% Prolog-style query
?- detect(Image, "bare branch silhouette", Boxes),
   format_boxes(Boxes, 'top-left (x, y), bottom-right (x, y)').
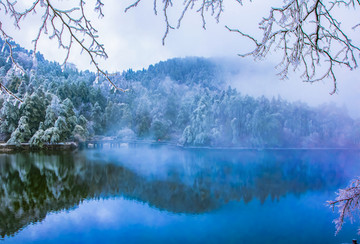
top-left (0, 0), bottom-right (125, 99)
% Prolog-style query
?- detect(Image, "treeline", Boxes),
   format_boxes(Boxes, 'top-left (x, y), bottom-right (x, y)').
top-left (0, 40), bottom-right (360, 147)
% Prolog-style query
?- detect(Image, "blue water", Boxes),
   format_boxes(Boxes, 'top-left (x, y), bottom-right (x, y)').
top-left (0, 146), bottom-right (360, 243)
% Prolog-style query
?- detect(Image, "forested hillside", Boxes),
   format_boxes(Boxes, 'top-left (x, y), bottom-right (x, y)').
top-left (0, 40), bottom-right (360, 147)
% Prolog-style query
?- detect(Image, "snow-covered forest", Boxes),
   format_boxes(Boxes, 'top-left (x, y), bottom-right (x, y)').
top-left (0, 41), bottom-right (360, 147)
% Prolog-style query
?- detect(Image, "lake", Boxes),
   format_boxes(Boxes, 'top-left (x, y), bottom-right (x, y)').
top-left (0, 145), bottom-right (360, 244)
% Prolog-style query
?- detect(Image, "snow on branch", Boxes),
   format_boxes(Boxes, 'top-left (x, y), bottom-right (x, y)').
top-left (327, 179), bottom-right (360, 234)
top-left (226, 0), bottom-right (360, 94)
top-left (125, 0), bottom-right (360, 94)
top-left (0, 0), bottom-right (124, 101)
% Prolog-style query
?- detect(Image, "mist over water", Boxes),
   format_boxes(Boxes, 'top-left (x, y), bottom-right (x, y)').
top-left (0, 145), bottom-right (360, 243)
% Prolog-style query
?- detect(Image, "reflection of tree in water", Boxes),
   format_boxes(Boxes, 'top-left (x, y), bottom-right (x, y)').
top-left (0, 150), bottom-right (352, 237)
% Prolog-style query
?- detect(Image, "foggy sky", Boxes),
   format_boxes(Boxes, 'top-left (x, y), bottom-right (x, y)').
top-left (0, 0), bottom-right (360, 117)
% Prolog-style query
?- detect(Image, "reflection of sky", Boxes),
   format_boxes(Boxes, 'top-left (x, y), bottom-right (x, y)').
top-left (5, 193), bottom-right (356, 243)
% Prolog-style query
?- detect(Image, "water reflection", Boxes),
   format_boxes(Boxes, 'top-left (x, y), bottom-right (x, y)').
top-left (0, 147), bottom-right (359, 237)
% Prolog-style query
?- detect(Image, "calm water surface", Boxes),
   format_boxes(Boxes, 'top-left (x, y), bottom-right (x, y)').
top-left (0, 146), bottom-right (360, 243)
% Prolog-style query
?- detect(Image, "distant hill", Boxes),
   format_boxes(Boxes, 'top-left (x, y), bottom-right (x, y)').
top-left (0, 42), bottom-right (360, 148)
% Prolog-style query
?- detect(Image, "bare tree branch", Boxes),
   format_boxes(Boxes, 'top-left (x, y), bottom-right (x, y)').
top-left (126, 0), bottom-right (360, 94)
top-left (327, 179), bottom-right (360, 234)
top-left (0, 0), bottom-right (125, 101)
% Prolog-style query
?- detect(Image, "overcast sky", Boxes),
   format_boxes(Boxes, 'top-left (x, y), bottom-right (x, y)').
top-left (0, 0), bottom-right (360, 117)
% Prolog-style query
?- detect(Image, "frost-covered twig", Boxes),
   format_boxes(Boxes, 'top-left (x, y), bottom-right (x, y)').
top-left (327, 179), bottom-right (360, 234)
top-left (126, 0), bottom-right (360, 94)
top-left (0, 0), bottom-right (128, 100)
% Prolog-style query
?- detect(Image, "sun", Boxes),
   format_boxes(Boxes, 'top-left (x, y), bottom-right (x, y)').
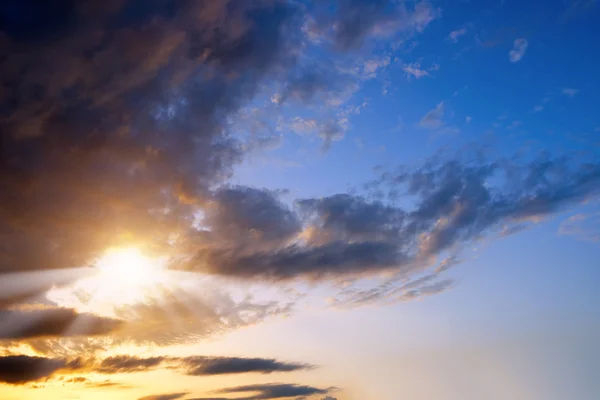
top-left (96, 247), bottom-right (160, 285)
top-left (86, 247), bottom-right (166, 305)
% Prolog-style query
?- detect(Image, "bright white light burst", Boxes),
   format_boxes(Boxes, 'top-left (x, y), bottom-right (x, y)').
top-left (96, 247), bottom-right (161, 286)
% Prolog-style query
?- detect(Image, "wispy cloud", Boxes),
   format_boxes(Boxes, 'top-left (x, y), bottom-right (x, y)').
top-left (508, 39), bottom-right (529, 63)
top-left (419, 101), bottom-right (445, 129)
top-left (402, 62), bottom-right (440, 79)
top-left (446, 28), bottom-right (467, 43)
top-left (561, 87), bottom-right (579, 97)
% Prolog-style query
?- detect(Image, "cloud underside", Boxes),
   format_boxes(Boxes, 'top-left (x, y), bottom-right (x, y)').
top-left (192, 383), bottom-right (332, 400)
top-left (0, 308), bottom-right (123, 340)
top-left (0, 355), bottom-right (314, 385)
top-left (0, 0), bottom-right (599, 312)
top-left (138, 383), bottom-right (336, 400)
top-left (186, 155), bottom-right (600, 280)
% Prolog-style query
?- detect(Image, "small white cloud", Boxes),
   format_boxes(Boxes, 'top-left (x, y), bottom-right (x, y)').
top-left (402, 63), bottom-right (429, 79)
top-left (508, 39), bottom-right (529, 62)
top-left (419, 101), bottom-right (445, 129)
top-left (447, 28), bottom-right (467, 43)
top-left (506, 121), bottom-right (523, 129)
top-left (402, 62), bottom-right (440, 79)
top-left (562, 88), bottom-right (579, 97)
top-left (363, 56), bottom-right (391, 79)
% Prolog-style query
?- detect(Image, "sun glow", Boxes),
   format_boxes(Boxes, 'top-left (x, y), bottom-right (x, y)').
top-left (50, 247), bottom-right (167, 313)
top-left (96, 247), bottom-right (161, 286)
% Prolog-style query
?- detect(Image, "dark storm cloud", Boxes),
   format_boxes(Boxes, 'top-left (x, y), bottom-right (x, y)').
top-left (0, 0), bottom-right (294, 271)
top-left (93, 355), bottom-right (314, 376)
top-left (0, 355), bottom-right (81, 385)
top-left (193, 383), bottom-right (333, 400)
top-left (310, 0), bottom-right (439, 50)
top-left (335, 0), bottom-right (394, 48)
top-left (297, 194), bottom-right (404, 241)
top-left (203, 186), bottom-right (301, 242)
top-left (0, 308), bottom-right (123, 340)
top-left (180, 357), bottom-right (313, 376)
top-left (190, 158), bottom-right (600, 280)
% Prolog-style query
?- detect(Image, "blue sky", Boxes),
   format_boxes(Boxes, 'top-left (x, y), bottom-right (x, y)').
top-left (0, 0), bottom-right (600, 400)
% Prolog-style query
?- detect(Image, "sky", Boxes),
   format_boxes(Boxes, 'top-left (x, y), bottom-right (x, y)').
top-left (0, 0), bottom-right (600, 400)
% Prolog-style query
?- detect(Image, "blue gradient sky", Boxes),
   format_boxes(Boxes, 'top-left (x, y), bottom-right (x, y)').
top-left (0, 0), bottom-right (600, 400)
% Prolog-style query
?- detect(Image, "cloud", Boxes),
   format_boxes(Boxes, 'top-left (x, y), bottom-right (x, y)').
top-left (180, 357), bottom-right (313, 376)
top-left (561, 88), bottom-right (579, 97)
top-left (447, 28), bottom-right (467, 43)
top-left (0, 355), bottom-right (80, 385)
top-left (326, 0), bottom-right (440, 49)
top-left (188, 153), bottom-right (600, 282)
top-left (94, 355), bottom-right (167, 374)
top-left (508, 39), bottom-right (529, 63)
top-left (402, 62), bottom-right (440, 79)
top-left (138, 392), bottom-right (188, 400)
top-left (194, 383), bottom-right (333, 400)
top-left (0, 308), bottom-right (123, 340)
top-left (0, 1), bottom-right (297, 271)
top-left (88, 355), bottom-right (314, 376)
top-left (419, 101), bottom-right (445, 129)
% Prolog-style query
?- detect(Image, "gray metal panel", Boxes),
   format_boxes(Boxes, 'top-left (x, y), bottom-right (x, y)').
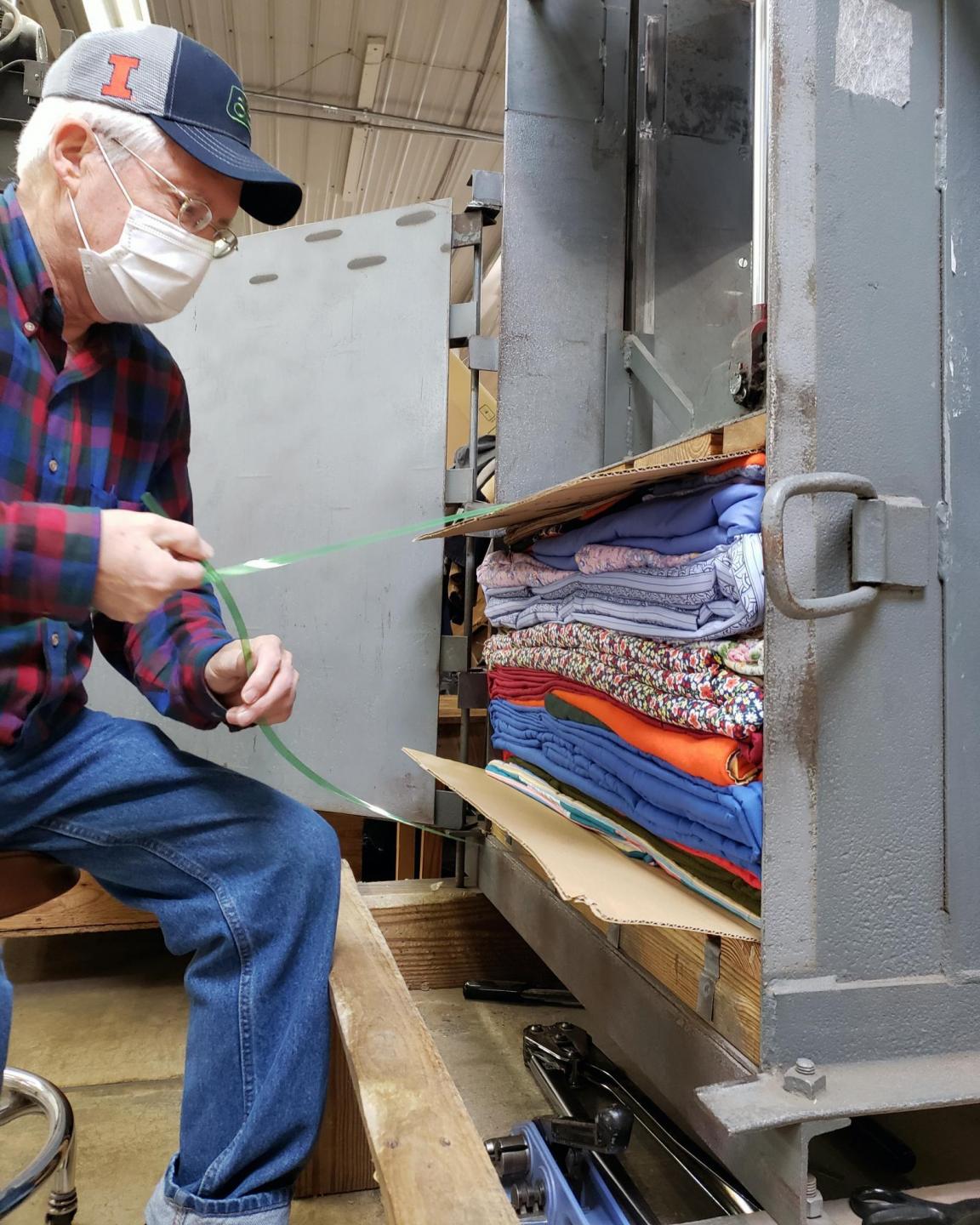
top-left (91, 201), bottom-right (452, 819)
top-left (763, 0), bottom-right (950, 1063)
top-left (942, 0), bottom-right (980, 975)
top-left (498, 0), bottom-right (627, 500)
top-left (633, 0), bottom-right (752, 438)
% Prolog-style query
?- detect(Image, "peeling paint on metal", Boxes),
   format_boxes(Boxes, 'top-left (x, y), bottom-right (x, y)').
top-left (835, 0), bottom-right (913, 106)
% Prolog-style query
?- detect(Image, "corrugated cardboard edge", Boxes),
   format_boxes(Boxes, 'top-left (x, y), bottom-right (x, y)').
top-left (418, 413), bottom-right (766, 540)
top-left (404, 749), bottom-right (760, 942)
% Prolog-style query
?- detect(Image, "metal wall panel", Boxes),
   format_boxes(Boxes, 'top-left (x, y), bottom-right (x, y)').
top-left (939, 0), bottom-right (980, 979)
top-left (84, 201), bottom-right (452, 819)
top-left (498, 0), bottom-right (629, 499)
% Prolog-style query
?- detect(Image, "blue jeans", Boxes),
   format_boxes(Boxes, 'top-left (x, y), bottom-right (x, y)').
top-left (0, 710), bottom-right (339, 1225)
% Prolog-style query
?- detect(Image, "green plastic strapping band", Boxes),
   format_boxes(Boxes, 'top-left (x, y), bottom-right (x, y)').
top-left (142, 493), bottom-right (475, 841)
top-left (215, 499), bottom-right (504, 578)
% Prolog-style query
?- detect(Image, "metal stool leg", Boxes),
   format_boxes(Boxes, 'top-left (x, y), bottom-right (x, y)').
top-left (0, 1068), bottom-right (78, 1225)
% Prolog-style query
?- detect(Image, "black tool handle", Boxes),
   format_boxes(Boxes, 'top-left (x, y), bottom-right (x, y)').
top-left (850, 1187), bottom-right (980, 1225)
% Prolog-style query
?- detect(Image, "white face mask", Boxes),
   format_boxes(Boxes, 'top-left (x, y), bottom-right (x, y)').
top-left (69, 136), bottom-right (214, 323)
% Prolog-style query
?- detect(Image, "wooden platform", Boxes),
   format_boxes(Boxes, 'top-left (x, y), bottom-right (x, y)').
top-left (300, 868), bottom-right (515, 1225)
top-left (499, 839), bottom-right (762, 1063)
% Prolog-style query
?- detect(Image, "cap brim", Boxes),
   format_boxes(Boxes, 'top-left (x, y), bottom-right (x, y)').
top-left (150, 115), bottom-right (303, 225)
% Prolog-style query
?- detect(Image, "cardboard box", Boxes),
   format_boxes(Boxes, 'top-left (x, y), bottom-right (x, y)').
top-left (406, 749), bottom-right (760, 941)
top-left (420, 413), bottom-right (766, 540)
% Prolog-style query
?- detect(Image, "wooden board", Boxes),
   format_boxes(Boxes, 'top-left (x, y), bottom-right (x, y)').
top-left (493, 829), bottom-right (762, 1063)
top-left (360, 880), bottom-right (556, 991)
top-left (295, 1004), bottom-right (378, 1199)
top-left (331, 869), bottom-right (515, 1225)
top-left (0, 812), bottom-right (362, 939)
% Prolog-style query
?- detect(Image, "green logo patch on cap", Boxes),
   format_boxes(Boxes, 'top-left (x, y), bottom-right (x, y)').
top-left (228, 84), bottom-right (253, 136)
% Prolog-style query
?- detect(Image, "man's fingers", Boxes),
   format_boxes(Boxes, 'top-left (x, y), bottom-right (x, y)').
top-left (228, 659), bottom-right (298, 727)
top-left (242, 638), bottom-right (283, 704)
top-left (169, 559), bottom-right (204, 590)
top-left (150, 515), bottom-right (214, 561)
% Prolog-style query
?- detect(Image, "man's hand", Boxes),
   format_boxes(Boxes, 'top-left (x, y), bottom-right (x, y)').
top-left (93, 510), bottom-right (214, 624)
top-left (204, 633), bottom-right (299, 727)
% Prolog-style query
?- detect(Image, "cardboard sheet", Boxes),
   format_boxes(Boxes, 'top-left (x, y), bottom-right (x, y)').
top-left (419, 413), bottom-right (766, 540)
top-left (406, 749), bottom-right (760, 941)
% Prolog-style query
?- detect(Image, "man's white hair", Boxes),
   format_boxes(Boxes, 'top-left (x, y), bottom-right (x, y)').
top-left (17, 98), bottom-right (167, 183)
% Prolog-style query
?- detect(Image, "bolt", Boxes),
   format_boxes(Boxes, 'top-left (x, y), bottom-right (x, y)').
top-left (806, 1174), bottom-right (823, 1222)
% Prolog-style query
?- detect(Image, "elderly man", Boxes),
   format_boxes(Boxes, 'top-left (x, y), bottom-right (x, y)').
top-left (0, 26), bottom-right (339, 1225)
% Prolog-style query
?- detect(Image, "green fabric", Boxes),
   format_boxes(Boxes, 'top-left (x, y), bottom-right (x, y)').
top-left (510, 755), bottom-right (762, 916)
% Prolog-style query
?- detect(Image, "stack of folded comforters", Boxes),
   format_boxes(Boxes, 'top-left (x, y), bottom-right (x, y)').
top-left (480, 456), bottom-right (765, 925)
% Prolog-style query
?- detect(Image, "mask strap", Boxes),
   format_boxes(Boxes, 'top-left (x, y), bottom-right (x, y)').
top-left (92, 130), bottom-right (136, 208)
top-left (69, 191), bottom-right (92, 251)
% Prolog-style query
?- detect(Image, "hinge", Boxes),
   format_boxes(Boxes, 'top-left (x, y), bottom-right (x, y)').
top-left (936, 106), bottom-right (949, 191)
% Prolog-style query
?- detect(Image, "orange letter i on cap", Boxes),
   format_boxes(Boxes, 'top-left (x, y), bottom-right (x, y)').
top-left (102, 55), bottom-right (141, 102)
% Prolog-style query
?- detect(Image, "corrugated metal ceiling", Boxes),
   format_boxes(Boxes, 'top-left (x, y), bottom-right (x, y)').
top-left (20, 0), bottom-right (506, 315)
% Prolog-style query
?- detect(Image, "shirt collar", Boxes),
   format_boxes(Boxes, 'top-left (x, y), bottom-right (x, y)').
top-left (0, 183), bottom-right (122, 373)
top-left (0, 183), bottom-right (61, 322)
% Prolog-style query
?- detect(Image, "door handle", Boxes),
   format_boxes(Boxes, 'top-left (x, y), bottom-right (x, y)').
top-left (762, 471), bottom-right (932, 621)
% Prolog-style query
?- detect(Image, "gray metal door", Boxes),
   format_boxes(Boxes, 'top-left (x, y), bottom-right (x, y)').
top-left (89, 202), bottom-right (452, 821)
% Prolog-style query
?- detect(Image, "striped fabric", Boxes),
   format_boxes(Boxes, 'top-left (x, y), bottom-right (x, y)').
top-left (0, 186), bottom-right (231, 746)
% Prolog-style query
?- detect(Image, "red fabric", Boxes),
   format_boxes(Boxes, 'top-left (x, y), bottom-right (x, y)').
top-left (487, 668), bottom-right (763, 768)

Written exercise =
Which lines of the records contain the word "mask"? Identify each one and copy it in full.

Exercise result =
?- detect(Image, "white face mask", Boxes),
?- detect(Image, "mask strap", Boxes),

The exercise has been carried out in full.